§ Written instruction
Reproduce the data below without any change, starting at the line that contains "the red brick" and ending at the last line of the data.
--- BEGIN ---
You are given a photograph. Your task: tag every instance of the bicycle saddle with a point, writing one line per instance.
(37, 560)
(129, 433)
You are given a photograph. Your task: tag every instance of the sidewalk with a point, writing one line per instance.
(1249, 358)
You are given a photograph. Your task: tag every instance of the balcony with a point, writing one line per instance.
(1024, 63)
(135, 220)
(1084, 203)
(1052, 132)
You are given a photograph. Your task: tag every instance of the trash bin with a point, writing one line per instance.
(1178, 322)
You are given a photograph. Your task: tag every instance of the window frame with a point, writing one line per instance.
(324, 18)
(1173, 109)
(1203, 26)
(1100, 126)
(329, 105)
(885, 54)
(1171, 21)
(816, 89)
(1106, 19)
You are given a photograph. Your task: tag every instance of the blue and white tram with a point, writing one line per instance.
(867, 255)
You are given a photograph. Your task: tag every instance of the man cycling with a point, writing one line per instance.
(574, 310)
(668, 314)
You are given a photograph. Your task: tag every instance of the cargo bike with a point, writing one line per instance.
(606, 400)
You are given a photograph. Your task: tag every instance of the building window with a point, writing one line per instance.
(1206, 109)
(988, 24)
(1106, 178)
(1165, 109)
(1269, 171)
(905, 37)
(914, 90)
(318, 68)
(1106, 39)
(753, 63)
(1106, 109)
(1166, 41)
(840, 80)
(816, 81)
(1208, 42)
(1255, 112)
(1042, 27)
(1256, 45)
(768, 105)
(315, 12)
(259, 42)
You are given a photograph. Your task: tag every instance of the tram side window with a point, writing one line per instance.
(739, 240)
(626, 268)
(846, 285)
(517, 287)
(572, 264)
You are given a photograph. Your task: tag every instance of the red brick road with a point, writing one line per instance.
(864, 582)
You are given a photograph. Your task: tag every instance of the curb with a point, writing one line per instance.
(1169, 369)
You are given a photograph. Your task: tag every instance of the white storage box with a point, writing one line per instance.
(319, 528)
--- END ---
§ Response
You are given a photograph. Your task: tag every instance of the red brick road with a point, writing one line per instance.
(864, 582)
You are given a photograph. Your task: tag every instance of the curb with a point, writing one line per instance.
(1169, 369)
You are given a photograph. Your task: tag every instance of the white storage box with a point, writing one line per instance.
(319, 528)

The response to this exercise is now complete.